Es war eines der ersten Marken im Kreativ-Sektor, die Weltruhm erlangte: das Bauhaus. Es ist auch ein Label, mit dem man Geld verdienen kann. Das war aber nicht die Triebfeder der Gründungsväter damals in Dessau. Eigentlich hatten sie doch mit Stil nichts am Hut, einem gestalteten Hut natürlich. Und so gerät die Ausstellung „Das Bauhaus – Alles ist Design“ in der Bonner Bundeskunsthalle auch zu einer Art Kompass für das Wesentliche, was diese Institution ausmacht, und vielleicht zu zeigen, wo Designer sich heute noch der „reinen Lehre“ verschrieben haben. Design war nämlich alles für die Fusion von Handwerk und Kunst. Der erste Chef im Bauhaus,Walter Gropius, hatte es noch in Weimar bereits mit Lyonel Feininger oder Wassily Kandinsky zu tun, das war sicher ein nicht einfach zu managendes Konglomerat an künstlerischer Geisteswissenschaft, und das mitten in der Weimarer Republik. Aber 1925 ging es ab nach Dessau, die Möbelwirtschaft begann.
Die Ausstellung in Bonn hingegen zeigt erst einmal großformatige Fotografien von durchgestalteten Wohnungsentwürfen aus dem Jahr 1929. Wie sollte es auch anders sein: Das schicke Direktorenhaus von Gropius – nach einer wiederentdeckten AGFA-Farbfotografie – steht der sogenannten „Volkswohnung“ gegenüber. Entstanden wohl für den 2. CIAM-Kongress „Die Wohnung für das Existenzminimum“ in Frankfurt am Main. Also mit Billy-Regal hatte das damals noch nichts zu tun. Was macht man mit ein paar Latten und Stofffetzen aus Omas Restekiste? Genau: einen Armlehnstuhl (Wera Meyer-Waldeck) für die kargen zehn Quadratmeter. Das der ähnlich funktionierte wie der Freischwinger von Marcel Breuer (ist weiter hinten zu sehen) und möglicherweise auch noch bequem war – ärmlich bleibt ärmlich, das kleine Plakat „Raum für alle“ an der Wand erscheint da heute wie Hohn.

Bereitgestelltes Material:
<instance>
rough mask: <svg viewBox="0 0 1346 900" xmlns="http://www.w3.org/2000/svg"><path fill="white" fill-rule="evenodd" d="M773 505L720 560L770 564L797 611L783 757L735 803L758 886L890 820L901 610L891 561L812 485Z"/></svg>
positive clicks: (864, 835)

Aufgaben:
1) Fasse bitte den Absatz des Bauhaus-Textes, der mit „Die Ausstellung in Bonn hingegen“ beginnt, als Stichpunktliste zusammen und behalte seine wichtigsten Fakten bei.
2) Gib den Abschnitt des Bauhaus-Textes wortgetreu wieder, beginnend bei „Die Ausstellung in“ und endend bei „heute wie Hohn.“.

Lösungen:
1)
- Die Ausstellung in Bonn zeigt zunächst großformatige Fotografien von durchgestalteten Wohnungsentwürfen aus dem Jahr 1929.
- Das Direktorenhaus von Gropius, nach einer wiederentdeckten AGFA-Farbfotografie, steht der sogenannten „Volkswohnung“ gegenüber.
- Die „Volkswohnung“ entstand wohl für den 2. CIAM-Kongress „Die Wohnung für das Existenzminimum“ in Frankfurt am Main.
- Ein Armlehnstuhl von Wera Meyer-Waldeck aus Latten und Stofffetzen war für die kargen zehn Quadratmeter gedacht.
- Der Stuhl funktionierte ähnlich wie der Freischwinger von Marcel Breuer, der weiter hinten in der Ausstellung zu sehen ist.
- Ärmlich bleibt ärmlich: Das kleine Plakat „Raum für alle“ an der Wand erscheint heute wie Hohn.

2)
Die Ausstellung in Bonn hingegen zeigt erst einmal großformatige Fotografien von durchgestalteten Wohnungsentwürfen aus dem Jahr 1929. Wie sollte es auch anders sein: Das schicke Direktorenhaus von Gropius – nach einer wiederentdeckten AGFA-Farbfotografie – steht der sogenannten „Volkswohnung“ gegenüber. Entstanden wohl für den 2. CIAM-Kongress „Die Wohnung für das Existenzminimum“ in Frankfurt am Main. Also mit Billy-Regal hatte das damals noch nichts zu tun. Was macht man mit ein paar Latten und Stofffetzen aus Omas Restekiste? Genau: einen Armlehnstuhl (Wera Meyer-Waldeck) für die kargen zehn Quadratmeter. Das der ähnlich funktionierte wie der Freischwinger von Marcel Breuer (ist weiter hinten zu sehen) und möglicherweise auch noch bequem war – ärmlich bleibt ärmlich, das kleine Plakat „Raum für alle“ an der Wand erscheint da heute wie Hohn.